═════ Data excerpts

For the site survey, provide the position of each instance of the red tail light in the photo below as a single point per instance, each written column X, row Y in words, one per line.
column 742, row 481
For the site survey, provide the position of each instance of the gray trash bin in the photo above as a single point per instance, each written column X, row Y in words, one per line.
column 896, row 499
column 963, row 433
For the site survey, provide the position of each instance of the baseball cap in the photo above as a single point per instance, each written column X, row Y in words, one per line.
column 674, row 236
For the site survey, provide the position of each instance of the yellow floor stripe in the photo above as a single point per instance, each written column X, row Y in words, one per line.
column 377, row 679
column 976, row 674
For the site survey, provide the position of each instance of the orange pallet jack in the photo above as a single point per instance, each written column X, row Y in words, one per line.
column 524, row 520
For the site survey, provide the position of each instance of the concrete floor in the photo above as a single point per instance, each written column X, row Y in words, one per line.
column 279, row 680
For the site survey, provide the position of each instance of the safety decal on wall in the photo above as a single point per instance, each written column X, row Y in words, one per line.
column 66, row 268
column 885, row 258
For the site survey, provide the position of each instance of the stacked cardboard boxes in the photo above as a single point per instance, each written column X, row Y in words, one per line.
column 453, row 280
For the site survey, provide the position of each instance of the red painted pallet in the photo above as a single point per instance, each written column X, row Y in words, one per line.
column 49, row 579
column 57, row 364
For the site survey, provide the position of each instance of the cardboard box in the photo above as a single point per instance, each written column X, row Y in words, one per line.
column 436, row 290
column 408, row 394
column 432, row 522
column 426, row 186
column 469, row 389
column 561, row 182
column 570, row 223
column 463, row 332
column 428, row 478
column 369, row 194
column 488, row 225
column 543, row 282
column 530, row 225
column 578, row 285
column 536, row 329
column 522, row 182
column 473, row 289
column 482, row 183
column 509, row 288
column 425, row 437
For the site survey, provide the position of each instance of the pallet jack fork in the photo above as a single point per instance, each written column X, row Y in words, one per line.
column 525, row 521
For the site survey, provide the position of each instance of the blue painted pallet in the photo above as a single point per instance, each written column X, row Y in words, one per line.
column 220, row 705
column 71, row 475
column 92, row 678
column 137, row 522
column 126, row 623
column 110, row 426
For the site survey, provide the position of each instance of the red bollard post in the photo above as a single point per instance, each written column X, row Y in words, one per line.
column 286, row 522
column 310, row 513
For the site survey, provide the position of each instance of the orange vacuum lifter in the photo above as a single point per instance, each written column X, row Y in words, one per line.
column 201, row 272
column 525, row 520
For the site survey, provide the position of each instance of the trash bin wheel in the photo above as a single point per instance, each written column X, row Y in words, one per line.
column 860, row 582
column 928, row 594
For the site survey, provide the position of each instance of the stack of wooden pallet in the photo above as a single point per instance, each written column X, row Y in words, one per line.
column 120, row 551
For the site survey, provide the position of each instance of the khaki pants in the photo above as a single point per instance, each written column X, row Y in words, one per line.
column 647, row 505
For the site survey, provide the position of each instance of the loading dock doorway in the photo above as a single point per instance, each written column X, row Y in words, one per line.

══════════

Would you reproduce the material above in full, exactly as given?

For the site survey, provide the position of each instance of the red tail light in the photo below as a single point per instance, each written column X, row Y in words, one per line.
column 742, row 481
For the site survey, provide the position of each instance of the gray trash bin in the photo above as a single point per instance, each written column X, row Y in words, one per line.
column 896, row 499
column 963, row 433
For the site survey, provide the position of each instance of the baseball cap in the photo above as a single point per instance, each written column X, row Y in words, one per line.
column 674, row 236
For the site survey, provide the position of each instance of the yellow floor stripe in the photo above as a single point per instance, each written column X, row Y in words, one per line.
column 377, row 679
column 976, row 674
For the site survey, provide the position of each instance of the orange pallet jack in the photo above as a single point per instance, each written column X, row Y in words, one per line.
column 524, row 520
For the site survey, provide the position of each instance of the concrete floor in the photo above as a single point per instance, each written column X, row Y in words, one per line.
column 279, row 680
For the site survey, provide the position of each instance of the safety decal on wall in the photo above as a single point per instance, each written column X, row Y in words, one per line.
column 66, row 268
column 885, row 258
For the site survey, provide the position of each instance of the stacked cardboard boxes in the photo above as a single point per instance, each written column X, row Y in words, one per line.
column 453, row 280
For the site survey, provide the position of each instance of the red painted pallet in the photo above as a single point per instance, each written column X, row Y in words, one per line.
column 49, row 579
column 57, row 364
For the site survey, provide the position of each instance of the cardboard box in the photo above as a single point per instance, each written column X, row Y in words, one per line.
column 436, row 290
column 408, row 394
column 432, row 522
column 426, row 186
column 469, row 389
column 561, row 182
column 570, row 223
column 463, row 332
column 428, row 478
column 369, row 194
column 488, row 225
column 543, row 282
column 530, row 225
column 578, row 285
column 536, row 329
column 522, row 182
column 473, row 289
column 482, row 183
column 509, row 288
column 425, row 437
For the site survey, provide the position of each instance of the pallet jack fork in the photo above as a single point per instance, each written column X, row Y in words, one per line.
column 525, row 521
For the site survey, provide the position of each instance of the blue painted pallet in the photo above as a single point per instance, each written column X, row Y in words, one per line.
column 220, row 705
column 71, row 475
column 92, row 678
column 137, row 522
column 126, row 623
column 110, row 426
For the site survey, provide the position of each instance of the red bollard post in the photo above as a single point per instance, each written column X, row Y in words, one per line.
column 286, row 522
column 310, row 513
For the site survey, provide the position of each instance of the orange vacuum lifter in the photo above as a single point per instance, each written column X, row Y in words, one per line.
column 201, row 272
column 525, row 520
For the site survey, provide the position of each instance of the trash bin wheel in the photo above as a single point per instance, each written column X, row Y in words, one per line.
column 860, row 582
column 928, row 594
For the site survey, provide the position of each instance of the stack of wooden pallet in the photo above as a single point per instance, each written column X, row Y in words, one per line.
column 120, row 551
For the site survey, provide the position of each instance of the khaki pants in the photo above as a single point per instance, each written column X, row Y in words, one per line.
column 647, row 505
For the site survey, provide the position of each instance of the loading dock doorway in the photo above as a single point per instance, each written column X, row Y in words, one per line.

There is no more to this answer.